--- Start of Records to use ---
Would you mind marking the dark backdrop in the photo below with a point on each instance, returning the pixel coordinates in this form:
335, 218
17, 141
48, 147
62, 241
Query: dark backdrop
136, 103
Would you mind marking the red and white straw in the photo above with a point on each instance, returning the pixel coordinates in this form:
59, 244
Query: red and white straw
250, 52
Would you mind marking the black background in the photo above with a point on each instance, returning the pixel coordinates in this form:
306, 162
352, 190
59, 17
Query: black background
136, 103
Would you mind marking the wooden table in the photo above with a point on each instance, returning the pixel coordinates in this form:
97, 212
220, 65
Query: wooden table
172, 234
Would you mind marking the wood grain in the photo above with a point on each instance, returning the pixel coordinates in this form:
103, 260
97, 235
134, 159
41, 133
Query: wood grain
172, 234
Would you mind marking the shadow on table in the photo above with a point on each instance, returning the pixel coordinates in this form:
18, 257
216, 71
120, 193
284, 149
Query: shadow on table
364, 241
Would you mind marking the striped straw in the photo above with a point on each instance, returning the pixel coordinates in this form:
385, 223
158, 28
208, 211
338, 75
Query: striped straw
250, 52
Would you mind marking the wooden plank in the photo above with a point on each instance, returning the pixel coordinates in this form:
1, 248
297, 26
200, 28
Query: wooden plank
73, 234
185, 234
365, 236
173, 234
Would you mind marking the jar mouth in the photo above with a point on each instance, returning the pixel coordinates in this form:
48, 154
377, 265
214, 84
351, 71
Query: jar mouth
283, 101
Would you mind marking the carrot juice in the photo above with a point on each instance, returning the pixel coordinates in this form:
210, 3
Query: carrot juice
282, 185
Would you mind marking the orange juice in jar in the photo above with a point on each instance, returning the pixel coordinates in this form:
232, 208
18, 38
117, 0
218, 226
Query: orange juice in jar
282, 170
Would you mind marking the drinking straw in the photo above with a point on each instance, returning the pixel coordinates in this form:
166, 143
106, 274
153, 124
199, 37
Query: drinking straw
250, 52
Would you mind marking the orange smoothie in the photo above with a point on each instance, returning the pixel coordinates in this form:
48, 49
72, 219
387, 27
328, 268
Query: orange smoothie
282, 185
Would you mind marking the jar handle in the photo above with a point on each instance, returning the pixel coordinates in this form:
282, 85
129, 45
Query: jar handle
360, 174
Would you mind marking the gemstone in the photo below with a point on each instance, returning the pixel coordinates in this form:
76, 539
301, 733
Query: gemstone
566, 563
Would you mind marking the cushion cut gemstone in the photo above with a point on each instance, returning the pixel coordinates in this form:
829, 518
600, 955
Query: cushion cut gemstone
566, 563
--- End of Records to use ---
**Short task:**
Copy all of the records above, word for word and line for line.

**Task solution:**
Would you mind marking the dark backdrop in the photo below with a point on each instance, returning the pixel coordinates in this form:
335, 218
17, 141
48, 147
62, 241
Query: dark backdrop
136, 103
Would you mind marking the red and white straw in the photo above with a point on each instance, returning the pixel coordinates in this form:
59, 244
Query: red and white straw
250, 52
Would you mind marking the black background in the photo above with a point on each instance, returning the pixel coordinates in this form:
306, 162
352, 190
59, 17
Query: black background
136, 103
Would you mind marking the wooden table in the photo above with a point on each instance, returning the pixel coordinates in this form:
97, 212
220, 65
Query: wooden table
172, 234
Would you mind marking the wood grain in the photo above with a point on each instance, returning the pixel coordinates in this form:
103, 260
97, 235
134, 159
41, 133
Query: wood grain
172, 234
Would you mind marking the shadow on table in the photo above with a point on each instance, returning the pixel coordinates in this form:
18, 257
216, 71
120, 193
284, 149
Query: shadow on table
364, 241
Would you mind marking the striped straw in the photo above with a point on each instance, returning the pixel coordinates in this form:
385, 223
158, 28
208, 211
338, 75
Query: striped straw
250, 52
Would you mind marking the wooden plank in the photo above with a point on each instance, returning the pixel coordinates in this form:
1, 248
297, 26
200, 28
Query: wooden plank
73, 234
185, 234
365, 236
173, 234
Would you mind marking the jar mouth in the photo above with a point on each instance, returning the pixel coordinates in this form:
48, 154
377, 265
214, 84
351, 71
Query: jar mouth
283, 101
Would you mind marking the carrot juice in the photo above with a point on each instance, returning the pixel coordinates in this form:
210, 3
Query: carrot juice
282, 185
Would you mind marking the orange juice in jar in the photo above with a point on each instance, returning the pixel coordinates in this form:
232, 208
18, 38
117, 0
218, 226
Query: orange juice in jar
282, 170
Would you mind marking the drinking straw in the photo above with a point on each instance, returning the pixel coordinates in this form:
166, 143
106, 274
153, 124
199, 37
Query: drinking straw
250, 52
Would you mind marking the orange smoothie in the photo above with a point on each instance, returning the pixel coordinates in this form:
48, 49
72, 219
387, 27
328, 268
Query: orange smoothie
282, 185
Would you mind marking the jar handle in the photo above with a point on each instance, returning the pixel coordinates in this form:
282, 85
129, 45
Query: jar handle
360, 174
Would you mind marking the gemstone in the photo below with a point on each instance, returning the pixel coordinates in this form:
76, 539
301, 733
Query: gemstone
566, 563
Would you mind marking the cushion cut gemstone in the photo above with a point on each instance, returning the pixel coordinates in this form:
829, 518
600, 955
Query: cushion cut gemstone
566, 563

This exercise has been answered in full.